> TESTO DEL DOCUMENTO
==========
In collaborazione con Galleria Romberg Arte Contemporanea di Roma, l’evento sarà curato da Fabio Migliorati e, per l’occasione, verrà presentato un catalogo Edizioni Romberg, con testi di Matteo Galbiati, Gianluca Marziani, Fabio Migliorati e Viviana Siviero. Lo scritto è la prima monografia dell’opera dell’artista, in cui i quattro trattano il senso dell’espressione artistica di Pierluigi Febbraio.Il lavoro di Pierluigi Febbraio è una sorta di dichiarazione personale nei confronti della vita, del mondo, come – in realtà – ogni autore dovrebbe saper e poter fare, per evitare di smarrire quel rapporto arte/esistenza, tanto vero quanto, di sicuro, alla fine bello. Tale relazione diventa stretta, fedele, coerente e, si dica pure, quindi, bella, secondo espressività e intensità: perché ogni tecnica si riferisce all’estetica e l’estetica allude sempre al piacere.
==========
> VOCI FORNITE
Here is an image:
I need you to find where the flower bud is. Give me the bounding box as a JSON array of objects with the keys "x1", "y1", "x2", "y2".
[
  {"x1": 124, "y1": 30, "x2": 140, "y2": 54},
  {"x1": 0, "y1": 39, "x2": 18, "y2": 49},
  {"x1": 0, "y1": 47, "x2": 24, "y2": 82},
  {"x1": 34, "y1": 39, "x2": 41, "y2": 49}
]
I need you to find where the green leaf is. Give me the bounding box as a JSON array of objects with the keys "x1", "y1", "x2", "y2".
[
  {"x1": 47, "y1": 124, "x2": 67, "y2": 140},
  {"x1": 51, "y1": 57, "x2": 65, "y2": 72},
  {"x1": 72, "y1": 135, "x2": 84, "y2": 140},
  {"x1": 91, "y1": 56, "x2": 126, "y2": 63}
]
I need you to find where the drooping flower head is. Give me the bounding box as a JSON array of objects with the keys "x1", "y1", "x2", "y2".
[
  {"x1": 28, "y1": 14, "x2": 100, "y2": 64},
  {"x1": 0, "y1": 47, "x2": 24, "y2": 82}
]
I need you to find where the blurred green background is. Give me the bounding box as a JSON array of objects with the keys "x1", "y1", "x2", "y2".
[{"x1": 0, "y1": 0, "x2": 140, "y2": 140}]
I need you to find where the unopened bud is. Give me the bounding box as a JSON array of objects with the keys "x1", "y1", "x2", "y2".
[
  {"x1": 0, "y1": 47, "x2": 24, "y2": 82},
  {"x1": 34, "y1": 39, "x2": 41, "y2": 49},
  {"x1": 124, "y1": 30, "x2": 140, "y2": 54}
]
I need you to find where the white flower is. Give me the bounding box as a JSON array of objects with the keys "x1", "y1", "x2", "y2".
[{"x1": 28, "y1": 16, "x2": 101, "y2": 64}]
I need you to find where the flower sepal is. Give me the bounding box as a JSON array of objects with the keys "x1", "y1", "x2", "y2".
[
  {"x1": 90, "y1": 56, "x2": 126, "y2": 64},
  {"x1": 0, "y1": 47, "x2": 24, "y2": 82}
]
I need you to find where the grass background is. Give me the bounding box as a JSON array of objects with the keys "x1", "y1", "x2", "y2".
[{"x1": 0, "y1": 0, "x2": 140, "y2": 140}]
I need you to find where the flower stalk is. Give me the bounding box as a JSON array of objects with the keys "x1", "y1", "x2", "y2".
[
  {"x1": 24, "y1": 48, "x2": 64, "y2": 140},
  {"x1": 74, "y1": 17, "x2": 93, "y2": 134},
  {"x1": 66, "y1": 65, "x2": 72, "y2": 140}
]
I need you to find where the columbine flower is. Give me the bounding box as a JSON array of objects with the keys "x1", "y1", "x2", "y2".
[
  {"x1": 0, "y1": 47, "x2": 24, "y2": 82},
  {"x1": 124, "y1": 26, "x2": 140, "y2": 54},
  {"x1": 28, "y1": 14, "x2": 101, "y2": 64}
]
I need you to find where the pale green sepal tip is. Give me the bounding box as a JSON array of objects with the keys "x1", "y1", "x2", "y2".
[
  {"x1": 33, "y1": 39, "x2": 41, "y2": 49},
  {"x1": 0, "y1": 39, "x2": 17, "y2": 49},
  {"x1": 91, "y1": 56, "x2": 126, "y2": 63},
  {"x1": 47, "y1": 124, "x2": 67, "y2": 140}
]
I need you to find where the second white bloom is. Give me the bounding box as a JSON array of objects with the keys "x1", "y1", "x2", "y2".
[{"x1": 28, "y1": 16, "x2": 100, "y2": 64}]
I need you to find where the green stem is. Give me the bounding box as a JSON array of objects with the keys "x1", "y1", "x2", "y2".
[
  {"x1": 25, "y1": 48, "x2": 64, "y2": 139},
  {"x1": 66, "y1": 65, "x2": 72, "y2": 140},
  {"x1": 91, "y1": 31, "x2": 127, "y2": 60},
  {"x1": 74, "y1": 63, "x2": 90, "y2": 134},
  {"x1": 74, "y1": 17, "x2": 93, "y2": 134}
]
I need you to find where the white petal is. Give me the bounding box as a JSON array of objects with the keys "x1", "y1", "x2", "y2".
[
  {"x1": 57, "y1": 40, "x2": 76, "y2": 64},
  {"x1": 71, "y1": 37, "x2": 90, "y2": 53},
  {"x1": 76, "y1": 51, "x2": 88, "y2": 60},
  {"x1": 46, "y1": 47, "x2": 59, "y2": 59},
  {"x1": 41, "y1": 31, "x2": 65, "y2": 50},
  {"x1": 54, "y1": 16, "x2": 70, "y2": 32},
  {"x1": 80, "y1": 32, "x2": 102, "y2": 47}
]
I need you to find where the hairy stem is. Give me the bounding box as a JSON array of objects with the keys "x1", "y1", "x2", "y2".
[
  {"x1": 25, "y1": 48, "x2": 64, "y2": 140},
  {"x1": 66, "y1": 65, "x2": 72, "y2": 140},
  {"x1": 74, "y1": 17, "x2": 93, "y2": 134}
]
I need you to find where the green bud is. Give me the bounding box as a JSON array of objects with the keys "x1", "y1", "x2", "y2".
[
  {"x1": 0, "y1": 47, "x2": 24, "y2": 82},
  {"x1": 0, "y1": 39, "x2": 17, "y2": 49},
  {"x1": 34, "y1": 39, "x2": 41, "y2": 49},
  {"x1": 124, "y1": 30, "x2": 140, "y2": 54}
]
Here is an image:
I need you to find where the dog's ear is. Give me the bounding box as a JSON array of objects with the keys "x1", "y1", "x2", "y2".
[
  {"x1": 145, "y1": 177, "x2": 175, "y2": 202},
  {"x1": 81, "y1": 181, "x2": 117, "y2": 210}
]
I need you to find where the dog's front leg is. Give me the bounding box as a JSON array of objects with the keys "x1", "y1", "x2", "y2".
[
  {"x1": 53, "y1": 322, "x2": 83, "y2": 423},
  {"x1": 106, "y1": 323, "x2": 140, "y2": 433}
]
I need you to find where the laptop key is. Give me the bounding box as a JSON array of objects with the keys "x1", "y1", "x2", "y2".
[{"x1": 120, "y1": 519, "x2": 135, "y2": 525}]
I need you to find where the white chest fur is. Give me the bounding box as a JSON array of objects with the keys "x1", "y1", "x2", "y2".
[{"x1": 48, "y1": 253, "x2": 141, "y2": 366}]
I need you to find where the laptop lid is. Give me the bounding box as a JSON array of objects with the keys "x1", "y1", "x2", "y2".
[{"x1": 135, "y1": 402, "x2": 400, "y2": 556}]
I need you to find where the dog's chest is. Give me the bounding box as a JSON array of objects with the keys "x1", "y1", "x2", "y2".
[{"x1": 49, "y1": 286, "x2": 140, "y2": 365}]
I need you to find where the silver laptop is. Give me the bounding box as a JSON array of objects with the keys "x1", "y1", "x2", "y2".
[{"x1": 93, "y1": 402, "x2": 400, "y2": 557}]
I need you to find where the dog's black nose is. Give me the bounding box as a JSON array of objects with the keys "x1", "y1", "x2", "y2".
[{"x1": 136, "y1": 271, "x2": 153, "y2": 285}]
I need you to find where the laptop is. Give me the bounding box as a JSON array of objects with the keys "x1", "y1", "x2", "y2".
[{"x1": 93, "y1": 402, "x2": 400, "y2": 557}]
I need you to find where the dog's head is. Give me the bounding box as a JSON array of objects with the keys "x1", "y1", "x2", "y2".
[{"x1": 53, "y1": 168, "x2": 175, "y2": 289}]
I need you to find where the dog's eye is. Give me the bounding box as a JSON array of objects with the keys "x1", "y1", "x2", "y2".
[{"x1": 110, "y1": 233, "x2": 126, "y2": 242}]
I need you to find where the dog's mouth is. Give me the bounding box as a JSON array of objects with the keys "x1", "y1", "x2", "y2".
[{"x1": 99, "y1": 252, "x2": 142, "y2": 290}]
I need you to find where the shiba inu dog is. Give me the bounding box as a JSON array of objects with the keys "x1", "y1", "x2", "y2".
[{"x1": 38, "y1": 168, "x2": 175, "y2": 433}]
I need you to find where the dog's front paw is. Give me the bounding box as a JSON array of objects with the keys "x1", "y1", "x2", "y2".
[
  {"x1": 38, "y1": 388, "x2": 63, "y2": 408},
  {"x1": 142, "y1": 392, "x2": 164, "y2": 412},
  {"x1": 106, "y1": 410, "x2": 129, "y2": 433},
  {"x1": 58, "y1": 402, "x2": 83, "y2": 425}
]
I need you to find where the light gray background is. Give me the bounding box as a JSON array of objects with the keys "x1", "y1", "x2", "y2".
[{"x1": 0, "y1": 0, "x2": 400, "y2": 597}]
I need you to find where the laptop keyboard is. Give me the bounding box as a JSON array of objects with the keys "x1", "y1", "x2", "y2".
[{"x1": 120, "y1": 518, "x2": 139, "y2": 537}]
==========
> REQUISITI DELLE ATTIVITÀ
A. Traduci in inglese la seguente frase del testo su Pierluigi Febbraio: "Tale relazione diventa stretta, fedele, coerente e, si dica pure, quindi, bella, secondo espressività e intensità: perché ogni tecnica si riferisce all’estetica e l’estetica allude sempre al piacere."
B. Riporta il passo del testo su Pierluigi Febbraio che comincia con "In collaborazione con" e termina con "sempre al piacere.".

> RISPOSTE PER ATTIVITÀ
A. This relationship becomes close, faithful, consistent and, let it be said, therefore beautiful, according to expressiveness and intensity: because every technique refers to aesthetics and aesthetics always alludes to pleasure.

B.
In collaborazione con Galleria Romberg Arte Contemporanea di Roma, l’evento sarà curato da Fabio Migliorati e, per l’occasione, verrà presentato un catalogo Edizioni Romberg, con testi di Matteo Galbiati, Gianluca Marziani, Fabio Migliorati e Viviana Siviero. Lo scritto è la prima monografia dell’opera dell’artista, in cui i quattro trattano il senso dell’espressione artistica di Pierluigi Febbraio.Il lavoro di Pierluigi Febbraio è una sorta di dichiarazione personale nei confronti della vita, del mondo, come – in realtà – ogni autore dovrebbe saper e poter fare, per evitare di smarrire quel rapporto arte/esistenza, tanto vero quanto, di sicuro, alla fine bello. Tale relazione diventa stretta, fedele, coerente e, si dica pure, quindi, bella, secondo espressività e intensità: perché ogni tecnica si riferisce all’estetica e l’estetica allude sempre al piacere.